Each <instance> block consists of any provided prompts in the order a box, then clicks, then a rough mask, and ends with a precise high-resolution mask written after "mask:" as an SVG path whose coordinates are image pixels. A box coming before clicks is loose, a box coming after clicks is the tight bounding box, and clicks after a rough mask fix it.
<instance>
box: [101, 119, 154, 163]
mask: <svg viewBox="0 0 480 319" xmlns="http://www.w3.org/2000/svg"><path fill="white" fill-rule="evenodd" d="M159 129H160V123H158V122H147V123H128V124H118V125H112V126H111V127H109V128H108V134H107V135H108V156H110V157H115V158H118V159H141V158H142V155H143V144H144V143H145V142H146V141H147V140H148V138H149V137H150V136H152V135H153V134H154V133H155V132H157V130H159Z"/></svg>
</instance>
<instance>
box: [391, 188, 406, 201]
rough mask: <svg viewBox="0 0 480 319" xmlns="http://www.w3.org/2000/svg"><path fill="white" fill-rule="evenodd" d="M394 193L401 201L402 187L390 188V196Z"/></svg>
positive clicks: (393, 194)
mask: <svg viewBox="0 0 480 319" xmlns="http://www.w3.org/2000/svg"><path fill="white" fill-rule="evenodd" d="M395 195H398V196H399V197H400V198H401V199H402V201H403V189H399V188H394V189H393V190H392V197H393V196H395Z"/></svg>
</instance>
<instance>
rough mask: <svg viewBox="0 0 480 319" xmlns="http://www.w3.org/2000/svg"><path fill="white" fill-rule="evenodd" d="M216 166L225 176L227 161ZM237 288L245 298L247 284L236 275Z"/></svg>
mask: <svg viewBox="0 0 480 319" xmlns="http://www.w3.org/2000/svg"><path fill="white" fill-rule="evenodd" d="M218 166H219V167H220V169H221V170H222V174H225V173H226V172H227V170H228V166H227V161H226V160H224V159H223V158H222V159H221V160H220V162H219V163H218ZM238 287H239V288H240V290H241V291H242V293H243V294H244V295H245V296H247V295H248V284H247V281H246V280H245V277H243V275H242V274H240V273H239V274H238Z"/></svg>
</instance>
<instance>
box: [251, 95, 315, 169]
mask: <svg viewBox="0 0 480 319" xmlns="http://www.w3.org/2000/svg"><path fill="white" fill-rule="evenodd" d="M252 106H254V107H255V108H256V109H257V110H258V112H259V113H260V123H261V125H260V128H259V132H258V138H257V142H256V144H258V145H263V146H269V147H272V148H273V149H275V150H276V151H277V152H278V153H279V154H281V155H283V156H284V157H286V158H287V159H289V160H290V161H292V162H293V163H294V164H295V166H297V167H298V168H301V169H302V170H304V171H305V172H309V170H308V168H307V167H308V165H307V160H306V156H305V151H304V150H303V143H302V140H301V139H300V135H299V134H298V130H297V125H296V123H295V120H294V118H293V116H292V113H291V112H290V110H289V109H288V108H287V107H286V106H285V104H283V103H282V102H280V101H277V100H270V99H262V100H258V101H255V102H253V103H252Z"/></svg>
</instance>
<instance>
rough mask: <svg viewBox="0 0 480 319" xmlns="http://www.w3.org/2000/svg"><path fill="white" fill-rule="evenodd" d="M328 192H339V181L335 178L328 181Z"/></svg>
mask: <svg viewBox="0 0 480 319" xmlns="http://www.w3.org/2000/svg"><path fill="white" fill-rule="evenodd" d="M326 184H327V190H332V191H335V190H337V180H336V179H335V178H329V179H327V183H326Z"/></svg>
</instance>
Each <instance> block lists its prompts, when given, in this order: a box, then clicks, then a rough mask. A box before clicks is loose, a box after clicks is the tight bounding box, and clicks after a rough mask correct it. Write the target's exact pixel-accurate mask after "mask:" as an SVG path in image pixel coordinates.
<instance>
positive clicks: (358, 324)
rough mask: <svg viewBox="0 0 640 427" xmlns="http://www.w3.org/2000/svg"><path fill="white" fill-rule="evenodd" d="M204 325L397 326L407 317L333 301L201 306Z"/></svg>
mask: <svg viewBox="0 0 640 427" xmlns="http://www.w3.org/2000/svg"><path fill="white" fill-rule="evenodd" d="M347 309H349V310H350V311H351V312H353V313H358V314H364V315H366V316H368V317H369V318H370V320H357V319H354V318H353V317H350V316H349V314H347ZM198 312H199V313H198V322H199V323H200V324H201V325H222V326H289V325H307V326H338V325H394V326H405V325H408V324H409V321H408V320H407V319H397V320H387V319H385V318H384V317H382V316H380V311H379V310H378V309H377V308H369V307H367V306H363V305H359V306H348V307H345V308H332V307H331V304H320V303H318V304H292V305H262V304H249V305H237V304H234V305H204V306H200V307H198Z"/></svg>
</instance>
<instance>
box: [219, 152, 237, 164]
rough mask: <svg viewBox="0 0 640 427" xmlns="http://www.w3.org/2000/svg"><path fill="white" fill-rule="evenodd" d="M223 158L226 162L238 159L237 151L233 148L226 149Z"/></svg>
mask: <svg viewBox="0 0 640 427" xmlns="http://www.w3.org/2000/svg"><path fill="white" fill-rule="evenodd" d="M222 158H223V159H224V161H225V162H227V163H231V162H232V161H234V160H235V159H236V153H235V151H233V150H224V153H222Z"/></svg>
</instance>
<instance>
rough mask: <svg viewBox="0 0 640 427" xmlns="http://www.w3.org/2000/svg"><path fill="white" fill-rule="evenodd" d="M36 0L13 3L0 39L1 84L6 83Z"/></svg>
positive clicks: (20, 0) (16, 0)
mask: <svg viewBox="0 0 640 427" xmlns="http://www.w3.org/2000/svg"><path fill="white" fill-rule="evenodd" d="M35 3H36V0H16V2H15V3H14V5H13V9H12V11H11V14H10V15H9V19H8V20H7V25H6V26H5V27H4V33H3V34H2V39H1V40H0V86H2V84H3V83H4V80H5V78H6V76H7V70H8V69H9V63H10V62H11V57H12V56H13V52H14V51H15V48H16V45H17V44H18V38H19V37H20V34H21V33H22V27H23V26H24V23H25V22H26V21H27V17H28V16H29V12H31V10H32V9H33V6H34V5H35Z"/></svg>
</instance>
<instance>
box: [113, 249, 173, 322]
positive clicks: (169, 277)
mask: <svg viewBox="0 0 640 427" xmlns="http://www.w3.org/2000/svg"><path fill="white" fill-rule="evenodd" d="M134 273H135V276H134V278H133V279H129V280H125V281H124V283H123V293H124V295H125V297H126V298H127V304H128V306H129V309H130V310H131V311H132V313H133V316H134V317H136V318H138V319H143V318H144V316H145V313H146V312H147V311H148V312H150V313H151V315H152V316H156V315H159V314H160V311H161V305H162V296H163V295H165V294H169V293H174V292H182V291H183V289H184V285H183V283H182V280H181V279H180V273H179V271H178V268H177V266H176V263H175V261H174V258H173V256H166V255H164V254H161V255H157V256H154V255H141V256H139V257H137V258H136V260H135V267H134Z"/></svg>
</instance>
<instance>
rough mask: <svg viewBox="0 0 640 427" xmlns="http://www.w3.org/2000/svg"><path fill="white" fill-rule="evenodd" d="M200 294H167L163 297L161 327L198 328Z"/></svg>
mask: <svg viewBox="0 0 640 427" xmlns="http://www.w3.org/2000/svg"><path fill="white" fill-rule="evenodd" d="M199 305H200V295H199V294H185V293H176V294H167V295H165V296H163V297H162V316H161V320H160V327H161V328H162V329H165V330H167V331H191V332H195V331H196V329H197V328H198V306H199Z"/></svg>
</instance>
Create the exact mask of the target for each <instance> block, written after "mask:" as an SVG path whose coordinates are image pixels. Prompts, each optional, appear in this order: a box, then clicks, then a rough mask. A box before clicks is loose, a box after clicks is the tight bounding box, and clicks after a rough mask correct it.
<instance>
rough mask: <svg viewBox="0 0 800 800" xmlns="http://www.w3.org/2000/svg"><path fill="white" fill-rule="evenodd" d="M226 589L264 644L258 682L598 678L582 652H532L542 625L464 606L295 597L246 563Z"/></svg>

=======

### EXERCISE REQUIREMENTS
If a line in the records has the word "whose", copy that line.

### ANSWER
Each <instance> block consists of any provided prompts in the order a box, then clicks, then a rough mask, and ends with a precise high-resolution mask written after "mask:" as an SVG path whose coordinates are image pixels. A box coming before clicks is loose, a box coming after clicks is the tight bounding box, and clicks after a rough mask fix it.
Create the exact mask of the target for each <instance> block, written after "mask:" as an SVG path whose coordinates are image pixels. Prompts, each optional, appear in this order: a box, then clicks, then a rough mask. A box before clicks is loose, a box after clicks is the tight bounding box, and clicks after a rough mask correct it.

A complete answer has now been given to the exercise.